### TASKS:
- a) In the BWT filter thread, which bottled water had Jon settled on using with his Aeropress?
- b) Repeat a stretch of the BWT filter thread word for word, starting at the words "Remember to factor" and stopping after "info in there.".
- c) Translate this sentence from the BWT filter thread into French: "I use one for filtering tap water for drinking and making tea."

### SUPPLIED PASSAGE:
# BWT Mg2 Filters?



## jonbutler88 (Dec 31, 2015)

Hi All,

I've been trying desperately for a while to not dip my toe into trying to mix bottled waters for the "ideal" brew, and instead settled on using Waitrose Essential with my Aeropress. However, I've just received a Kalita Wave, and after working out how many bottles I'll go through a week it's time to consider alternatives to bottled. While chatting to Chris from Has Bean, he mentioned that tap water put through a BWT Mg2 filter is pretty good, so I wondered if anyone here uses these and can shed some light on how good they are for pour over brewing? I've seen it mentioned in a couple of the other water-related threads but no indication of if it's any good...

To pre-empt some responses, I suspect it will depend a lot on the tap water I'm starting with before filtering... Does anyone have recommendations for a kit to test the current properties of my tap water to get an idea of what needs to be tweaked?

Cheers,

Jon


----------



## Step21 (Oct 2, 2014)

I use one for filtering tap water for drinking and making tea. Doesn't make great coffee for me. I haven't tested my tap water so don't know what i've got to begin with. Bottled water is much better if you know what to look for/blend. Waitrose Ess is decent.

Remember to factor in the cost of the filters and that they become less efficient as time goes on - you are not getting identical filtration on Day 1 as Day 30.

If you want to test your water you'll need a TDS meter and need to measure General Hardness and Carbonate Hardness (various kits available from aqua marine shops). Ideally you'll want to know Calcium and Magnesium levels. Some of these kits will give you Calcium but Magnesium in freshwater IIRC is not easy to measure. I've not used any kits myself but if you search on the bottled water threads there is some good info in there.

Your local water authority might specify what is in your tap water if you are lucky (try their website)

Records excerpted from a collection:

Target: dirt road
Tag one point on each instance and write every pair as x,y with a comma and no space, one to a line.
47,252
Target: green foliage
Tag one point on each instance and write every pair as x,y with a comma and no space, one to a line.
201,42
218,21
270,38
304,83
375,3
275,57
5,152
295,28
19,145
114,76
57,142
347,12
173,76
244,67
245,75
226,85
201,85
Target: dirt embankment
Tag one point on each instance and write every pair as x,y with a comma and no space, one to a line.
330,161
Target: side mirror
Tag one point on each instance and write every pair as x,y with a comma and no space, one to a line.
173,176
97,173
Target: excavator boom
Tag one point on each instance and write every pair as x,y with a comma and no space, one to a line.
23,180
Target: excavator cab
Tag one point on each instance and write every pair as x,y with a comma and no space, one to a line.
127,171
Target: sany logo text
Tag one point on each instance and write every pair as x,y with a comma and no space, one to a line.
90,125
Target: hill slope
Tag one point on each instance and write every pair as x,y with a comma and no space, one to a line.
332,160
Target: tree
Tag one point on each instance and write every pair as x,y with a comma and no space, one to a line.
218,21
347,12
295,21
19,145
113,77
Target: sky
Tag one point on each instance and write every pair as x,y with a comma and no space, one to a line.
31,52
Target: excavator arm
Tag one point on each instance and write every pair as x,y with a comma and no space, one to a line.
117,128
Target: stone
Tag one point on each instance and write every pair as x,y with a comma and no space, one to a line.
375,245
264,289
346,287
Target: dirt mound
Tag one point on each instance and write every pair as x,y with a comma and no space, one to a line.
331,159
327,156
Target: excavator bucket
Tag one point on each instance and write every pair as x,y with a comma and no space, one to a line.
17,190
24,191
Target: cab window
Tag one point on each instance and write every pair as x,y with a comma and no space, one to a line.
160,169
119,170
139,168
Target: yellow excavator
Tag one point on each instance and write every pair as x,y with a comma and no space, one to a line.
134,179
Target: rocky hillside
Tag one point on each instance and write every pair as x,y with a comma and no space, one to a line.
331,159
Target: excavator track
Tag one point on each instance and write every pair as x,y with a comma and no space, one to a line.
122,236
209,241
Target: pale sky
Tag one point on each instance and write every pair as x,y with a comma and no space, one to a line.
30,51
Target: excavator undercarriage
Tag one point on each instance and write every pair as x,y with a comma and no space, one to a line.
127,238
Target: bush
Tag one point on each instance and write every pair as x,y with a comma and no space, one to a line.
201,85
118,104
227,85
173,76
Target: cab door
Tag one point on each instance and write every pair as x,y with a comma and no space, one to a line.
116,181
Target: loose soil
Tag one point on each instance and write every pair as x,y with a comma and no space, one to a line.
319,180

### EXPECTED RESULTS:
- a) Waitrose Essential

- b)
Remember to factor in the cost of the filters and that they become less efficient as time goes on - you are not getting identical filtration on Day 1 as Day 30.

If you want to test your water you'll need a TDS meter and need to measure General Hardness and Carbonate Hardness (various kits available from aqua marine shops). Ideally you'll want to know Calcium and Magnesium levels. Some of these kits will give you Calcium but Magnesium in freshwater IIRC is not easy to measure. I've not used any kits myself but if you search on the bottled water threads there is some good info in there.

- c) J'en utilise un pour filtrer l'eau du robinet pour boire et faire du thé.